# Document extract

Surprises at the PRACTICE 2012: Game Design In Detail Conference

Note: This article was written a few months ago, right after the conference, but kinda got lost in the shuffle.  Anyway, it’s here now!  Enjoy!

This was the second year of the new NYC-based game design conference, run by NYU Game Center staff.  It was also my second year attending.  So, having been there once before, I went in with some kind of idea of what to expect from each of the list of speakers.

For those who don’t know anything about the conference, it’s kind of like a game designer’s dream-conference.  It’s not a game development or game business conference, it’s not a commercial expo – it’s merely a bunch (less than 100) game designers getting together and talking about their practice of game design.  There aren’t a lot of events in the world that focus so narrowly on my field of interest, so it’s something I’ll be attending every year, if I can.

Now, having attended the conference, I think I can pull everything together into a kind of theme of “surprise”, as almost all of the speakers did not quite match my expectations. That might automatically sound negative, but it actually was positive in a couple of cases where I didn’t expect much from the speaker.  For better or for worse, what I expected to hear was often subverted, and that fact in and of itself was probably of value.

Among the speakers were Richard Garfield (Magic: the Gathering), Dan Cook (Triple Town), Christina Norman (League of Legends), Stone Librande (Spore), Kjartan Emilsson (Eve Online), and many more.

I should also mention that while the event is formally held on two days (Saturday and Sunday), on the previous Friday there was a short get-together where attendees got to hang out play Douglas Wilson’s J.S. Joust.  I wasn’t able to make it to this part of the event, but I’m told that it was a blast.

# Challenge A
Please recast the records, everything from the line containing "box for overcast sky" down through the line containing "[58,0,760,678]", as a JSON list of strings with one string per line and blank lines left out.

# Input rows
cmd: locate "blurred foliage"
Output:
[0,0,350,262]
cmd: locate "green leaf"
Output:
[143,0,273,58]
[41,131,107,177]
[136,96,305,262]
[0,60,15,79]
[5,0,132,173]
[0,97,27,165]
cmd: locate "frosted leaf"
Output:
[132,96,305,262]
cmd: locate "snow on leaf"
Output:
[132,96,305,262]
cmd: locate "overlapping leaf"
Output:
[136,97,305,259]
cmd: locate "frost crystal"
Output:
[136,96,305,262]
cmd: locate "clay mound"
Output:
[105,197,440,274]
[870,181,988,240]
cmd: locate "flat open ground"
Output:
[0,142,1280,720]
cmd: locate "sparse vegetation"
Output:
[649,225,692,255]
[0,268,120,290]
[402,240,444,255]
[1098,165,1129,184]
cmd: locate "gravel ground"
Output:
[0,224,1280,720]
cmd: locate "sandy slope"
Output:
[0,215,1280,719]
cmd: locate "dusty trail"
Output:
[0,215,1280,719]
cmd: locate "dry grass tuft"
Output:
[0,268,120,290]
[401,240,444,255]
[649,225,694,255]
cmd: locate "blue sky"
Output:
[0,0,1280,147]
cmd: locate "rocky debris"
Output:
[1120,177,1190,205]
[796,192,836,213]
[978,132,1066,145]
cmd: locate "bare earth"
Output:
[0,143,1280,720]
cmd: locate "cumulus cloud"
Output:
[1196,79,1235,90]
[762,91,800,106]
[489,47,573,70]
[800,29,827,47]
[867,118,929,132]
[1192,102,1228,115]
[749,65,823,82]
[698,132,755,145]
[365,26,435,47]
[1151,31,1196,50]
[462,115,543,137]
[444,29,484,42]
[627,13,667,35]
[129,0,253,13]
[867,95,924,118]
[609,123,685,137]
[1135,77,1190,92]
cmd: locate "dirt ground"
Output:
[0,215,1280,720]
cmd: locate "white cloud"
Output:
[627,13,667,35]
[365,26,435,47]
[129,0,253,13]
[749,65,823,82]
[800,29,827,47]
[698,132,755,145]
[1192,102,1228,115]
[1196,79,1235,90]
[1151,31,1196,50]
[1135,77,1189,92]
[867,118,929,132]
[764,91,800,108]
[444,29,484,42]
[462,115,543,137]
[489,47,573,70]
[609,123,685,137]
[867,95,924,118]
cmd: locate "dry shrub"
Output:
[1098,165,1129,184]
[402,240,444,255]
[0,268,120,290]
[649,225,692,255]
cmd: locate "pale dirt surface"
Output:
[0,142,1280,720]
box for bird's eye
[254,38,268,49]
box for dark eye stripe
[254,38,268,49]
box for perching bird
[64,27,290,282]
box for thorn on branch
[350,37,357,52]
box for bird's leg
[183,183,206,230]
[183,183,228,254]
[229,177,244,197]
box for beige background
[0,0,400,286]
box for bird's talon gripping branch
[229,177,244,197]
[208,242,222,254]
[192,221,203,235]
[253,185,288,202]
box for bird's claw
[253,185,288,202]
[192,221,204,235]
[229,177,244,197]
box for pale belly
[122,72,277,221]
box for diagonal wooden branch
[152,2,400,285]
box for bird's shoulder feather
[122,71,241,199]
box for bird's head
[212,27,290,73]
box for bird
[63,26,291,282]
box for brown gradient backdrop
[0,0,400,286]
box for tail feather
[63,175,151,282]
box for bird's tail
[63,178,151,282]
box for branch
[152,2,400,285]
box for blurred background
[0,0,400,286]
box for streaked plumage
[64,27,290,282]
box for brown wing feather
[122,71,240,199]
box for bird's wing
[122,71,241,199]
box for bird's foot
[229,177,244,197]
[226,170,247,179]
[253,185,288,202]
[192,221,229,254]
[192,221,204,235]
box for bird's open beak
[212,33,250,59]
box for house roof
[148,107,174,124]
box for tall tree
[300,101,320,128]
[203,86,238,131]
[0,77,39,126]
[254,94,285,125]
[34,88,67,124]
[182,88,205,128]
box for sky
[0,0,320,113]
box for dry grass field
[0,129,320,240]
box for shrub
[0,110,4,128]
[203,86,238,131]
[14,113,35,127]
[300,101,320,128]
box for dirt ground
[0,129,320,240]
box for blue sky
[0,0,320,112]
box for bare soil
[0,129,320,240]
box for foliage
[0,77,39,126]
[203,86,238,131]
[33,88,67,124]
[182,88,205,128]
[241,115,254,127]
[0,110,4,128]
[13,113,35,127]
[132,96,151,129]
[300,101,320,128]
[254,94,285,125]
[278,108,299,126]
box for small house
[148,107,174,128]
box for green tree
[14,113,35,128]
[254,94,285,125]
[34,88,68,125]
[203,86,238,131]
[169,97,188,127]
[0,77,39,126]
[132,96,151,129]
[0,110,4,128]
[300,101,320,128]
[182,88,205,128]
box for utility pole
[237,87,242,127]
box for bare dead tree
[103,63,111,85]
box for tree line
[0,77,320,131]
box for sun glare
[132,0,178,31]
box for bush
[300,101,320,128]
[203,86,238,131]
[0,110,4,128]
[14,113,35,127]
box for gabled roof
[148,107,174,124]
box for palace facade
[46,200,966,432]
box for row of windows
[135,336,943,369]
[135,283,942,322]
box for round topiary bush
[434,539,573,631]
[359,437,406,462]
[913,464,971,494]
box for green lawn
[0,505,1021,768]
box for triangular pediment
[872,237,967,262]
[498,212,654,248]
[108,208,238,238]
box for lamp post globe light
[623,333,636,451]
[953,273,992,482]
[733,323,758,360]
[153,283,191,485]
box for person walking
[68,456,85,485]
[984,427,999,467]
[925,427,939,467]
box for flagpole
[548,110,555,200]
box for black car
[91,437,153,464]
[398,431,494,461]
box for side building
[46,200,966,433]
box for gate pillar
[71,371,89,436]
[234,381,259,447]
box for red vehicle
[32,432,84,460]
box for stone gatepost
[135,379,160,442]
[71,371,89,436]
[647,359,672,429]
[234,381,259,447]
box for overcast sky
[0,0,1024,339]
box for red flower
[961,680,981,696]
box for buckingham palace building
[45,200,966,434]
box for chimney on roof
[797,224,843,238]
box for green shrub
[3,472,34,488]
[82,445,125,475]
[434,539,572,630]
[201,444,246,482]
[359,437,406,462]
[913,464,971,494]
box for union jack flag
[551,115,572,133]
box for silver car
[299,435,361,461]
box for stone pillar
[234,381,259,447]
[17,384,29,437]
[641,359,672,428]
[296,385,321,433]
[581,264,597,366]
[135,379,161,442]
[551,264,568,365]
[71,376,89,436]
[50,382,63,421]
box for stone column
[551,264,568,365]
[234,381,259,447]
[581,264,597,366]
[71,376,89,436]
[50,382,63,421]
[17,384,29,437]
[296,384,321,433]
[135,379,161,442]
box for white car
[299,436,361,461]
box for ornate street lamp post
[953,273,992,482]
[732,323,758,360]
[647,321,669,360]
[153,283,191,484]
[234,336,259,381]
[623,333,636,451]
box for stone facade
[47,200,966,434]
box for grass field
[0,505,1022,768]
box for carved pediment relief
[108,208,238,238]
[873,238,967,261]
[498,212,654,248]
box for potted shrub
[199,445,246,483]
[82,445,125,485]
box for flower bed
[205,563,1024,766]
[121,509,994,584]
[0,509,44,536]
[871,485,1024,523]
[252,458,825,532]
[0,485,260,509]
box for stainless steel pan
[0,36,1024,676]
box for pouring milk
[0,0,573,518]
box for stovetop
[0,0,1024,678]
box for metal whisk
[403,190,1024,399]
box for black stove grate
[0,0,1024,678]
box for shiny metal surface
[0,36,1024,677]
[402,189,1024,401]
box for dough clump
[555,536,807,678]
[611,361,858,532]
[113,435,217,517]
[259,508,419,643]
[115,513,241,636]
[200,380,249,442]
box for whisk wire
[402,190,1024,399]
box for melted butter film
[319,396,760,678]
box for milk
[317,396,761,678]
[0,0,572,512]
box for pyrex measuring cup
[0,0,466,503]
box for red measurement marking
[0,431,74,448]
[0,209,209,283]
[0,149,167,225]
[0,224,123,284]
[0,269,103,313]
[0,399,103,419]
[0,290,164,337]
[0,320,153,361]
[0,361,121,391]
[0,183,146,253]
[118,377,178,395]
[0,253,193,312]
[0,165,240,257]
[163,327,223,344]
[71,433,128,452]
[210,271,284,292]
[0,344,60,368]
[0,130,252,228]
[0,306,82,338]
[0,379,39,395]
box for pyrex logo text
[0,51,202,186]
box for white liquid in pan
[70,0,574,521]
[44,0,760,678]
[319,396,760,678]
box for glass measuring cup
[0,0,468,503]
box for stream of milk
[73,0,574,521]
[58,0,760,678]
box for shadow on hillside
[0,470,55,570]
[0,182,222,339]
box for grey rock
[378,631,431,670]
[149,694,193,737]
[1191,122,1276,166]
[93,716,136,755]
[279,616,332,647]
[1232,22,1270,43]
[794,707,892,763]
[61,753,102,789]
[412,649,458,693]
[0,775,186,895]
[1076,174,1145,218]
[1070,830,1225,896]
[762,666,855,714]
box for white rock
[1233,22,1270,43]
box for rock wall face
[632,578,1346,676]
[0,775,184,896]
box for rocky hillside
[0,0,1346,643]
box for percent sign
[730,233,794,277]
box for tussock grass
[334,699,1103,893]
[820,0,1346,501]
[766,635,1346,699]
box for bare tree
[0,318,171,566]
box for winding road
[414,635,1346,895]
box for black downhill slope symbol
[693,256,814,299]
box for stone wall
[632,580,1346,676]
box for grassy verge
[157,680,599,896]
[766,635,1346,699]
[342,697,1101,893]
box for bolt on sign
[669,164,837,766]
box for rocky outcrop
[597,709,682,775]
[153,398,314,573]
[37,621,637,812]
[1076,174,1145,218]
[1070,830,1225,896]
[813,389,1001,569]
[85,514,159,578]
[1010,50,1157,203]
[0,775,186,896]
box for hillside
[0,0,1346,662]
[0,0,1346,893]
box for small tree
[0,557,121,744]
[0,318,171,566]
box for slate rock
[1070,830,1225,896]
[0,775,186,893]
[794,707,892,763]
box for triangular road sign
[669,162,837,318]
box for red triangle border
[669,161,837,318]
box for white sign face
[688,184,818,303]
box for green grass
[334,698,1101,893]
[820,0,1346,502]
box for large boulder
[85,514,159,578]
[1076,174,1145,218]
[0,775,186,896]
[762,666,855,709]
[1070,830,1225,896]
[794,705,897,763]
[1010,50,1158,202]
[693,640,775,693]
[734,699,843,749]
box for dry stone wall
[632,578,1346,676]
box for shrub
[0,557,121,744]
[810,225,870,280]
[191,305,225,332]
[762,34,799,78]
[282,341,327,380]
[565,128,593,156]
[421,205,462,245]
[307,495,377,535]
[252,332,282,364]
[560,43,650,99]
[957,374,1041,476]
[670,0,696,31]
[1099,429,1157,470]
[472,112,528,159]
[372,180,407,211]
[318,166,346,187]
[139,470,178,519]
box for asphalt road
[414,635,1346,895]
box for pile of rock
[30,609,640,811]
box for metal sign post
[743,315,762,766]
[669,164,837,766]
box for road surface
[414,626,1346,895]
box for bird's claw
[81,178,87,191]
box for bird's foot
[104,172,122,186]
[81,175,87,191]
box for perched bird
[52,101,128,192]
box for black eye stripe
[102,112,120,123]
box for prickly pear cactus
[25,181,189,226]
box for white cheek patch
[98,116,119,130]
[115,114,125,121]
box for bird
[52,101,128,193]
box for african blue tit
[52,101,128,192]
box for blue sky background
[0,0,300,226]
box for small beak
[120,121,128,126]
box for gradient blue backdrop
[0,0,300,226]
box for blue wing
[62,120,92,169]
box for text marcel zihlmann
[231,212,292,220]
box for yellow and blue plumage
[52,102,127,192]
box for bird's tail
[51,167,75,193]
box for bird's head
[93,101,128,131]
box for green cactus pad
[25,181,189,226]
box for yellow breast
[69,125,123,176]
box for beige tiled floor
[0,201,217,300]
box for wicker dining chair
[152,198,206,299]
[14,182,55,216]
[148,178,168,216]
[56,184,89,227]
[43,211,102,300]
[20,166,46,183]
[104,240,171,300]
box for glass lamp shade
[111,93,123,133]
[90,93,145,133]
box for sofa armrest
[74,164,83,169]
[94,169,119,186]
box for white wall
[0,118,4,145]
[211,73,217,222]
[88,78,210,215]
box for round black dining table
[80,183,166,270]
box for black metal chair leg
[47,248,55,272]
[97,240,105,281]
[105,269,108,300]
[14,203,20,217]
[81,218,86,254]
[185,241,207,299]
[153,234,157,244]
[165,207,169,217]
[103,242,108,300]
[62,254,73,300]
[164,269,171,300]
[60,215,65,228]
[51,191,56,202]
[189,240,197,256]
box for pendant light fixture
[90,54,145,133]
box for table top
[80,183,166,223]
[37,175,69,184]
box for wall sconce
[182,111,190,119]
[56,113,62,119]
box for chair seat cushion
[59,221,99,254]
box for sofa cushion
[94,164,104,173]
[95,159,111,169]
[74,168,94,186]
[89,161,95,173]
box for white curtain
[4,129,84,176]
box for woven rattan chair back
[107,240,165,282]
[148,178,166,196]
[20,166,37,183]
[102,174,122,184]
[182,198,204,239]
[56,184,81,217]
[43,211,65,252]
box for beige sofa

# Challenge B
Translate this sentence from the article about the PRACTICE 2012 conference into Spanish: "This was the second year of the new NYC-based game design conference, run by NYU Game Center staff."

# Final result A
[
  "box for overcast sky",
  "[0,0,1024,339]",
  "box for red flower",
  "[961,680,981,696]",
  "box for buckingham palace building",
  "[45,200,966,434]",
  "box for chimney on roof",
  "[797,224,843,238]",
  "box for green shrub",
  "[3,472,34,488]",
  "[82,445,125,475]",
  "[434,539,572,630]",
  "[201,444,246,482]",
  "[359,437,406,462]",
  "[913,464,971,494]",
  "box for union jack flag",
  "[551,115,572,133]",
  "box for silver car",
  "[299,435,361,461]",
  "box for stone pillar",
  "[234,381,259,447]",
  "[17,384,29,437]",
  "[641,359,672,428]",
  "[296,385,321,433]",
  "[581,264,597,366]",
  "[135,379,161,442]",
  "[551,264,568,365]",
  "[71,376,89,436]",
  "[50,382,63,421]",
  "box for stone column",
  "[551,264,568,365]",
  "[234,381,259,447]",
  "[581,264,597,366]",
  "[71,376,89,436]",
  "[50,382,63,421]",
  "[17,384,29,437]",
  "[296,384,321,433]",
  "[135,379,161,442]",
  "box for white car",
  "[299,436,361,461]",
  "box for ornate street lamp post",
  "[953,273,992,482]",
  "[732,323,758,360]",
  "[647,321,669,360]",
  "[153,283,191,484]",
  "[234,336,259,381]",
  "[623,333,636,451]",
  "box for stone facade",
  "[47,200,966,434]",
  "box for grass field",
  "[0,505,1022,768]",
  "box for carved pediment relief",
  "[108,208,238,238]",
  "[873,238,967,261]",
  "[498,212,654,248]",
  "box for potted shrub",
  "[199,445,246,483]",
  "[82,445,125,485]",
  "box for flower bed",
  "[205,563,1024,766]",
  "[121,509,994,584]",
  "[0,509,44,536]",
  "[871,485,1024,523]",
  "[252,458,825,532]",
  "[0,485,260,509]",
  "box for stainless steel pan",
  "[0,36,1024,676]",
  "box for pouring milk",
  "[0,0,573,518]",
  "box for stovetop",
  "[0,0,1024,678]",
  "box for metal whisk",
  "[403,190,1024,399]",
  "box for black stove grate",
  "[0,0,1024,678]",
  "box for shiny metal surface",
  "[0,36,1024,677]",
  "[402,189,1024,401]",
  "box for dough clump",
  "[555,536,807,678]",
  "[611,361,858,532]",
  "[113,435,217,517]",
  "[259,508,419,643]",
  "[115,513,241,636]",
  "[200,380,249,442]",
  "box for whisk wire",
  "[402,190,1024,399]",
  "box for melted butter film",
  "[319,396,760,678]",
  "box for milk",
  "[317,396,761,678]",
  "[0,0,572,512]",
  "box for pyrex measuring cup",
  "[0,0,466,503]",
  "box for red measurement marking",
  "[0,431,74,448]",
  "[0,209,209,283]",
  "[0,149,167,225]",
  "[0,224,123,284]",
  "[0,269,103,313]",
  "[0,399,103,419]",
  "[0,290,164,337]",
  "[0,320,153,361]",
  "[0,361,121,391]",
  "[0,183,146,253]",
  "[118,377,178,395]",
  "[0,253,193,312]",
  "[0,165,240,257]",
  "[163,327,223,344]",
  "[71,433,128,452]",
  "[210,271,284,292]",
  "[0,344,60,368]",
  "[0,130,252,228]",
  "[0,306,82,338]",
  "[0,379,39,395]",
  "box for pyrex logo text",
  "[0,51,202,186]",
  "box for white liquid in pan",
  "[70,0,574,521]",
  "[44,0,760,678]",
  "[319,396,760,678]",
  "box for glass measuring cup",
  "[0,0,468,503]",
  "box for stream of milk",
  "[73,0,574,521]",
  "[58,0,760,678]"
]

# Final result B
Este fue el segundo año de la nueva conferencia de diseño de juegos con sede en Nueva York, organizada por el personal del NYU Game Center.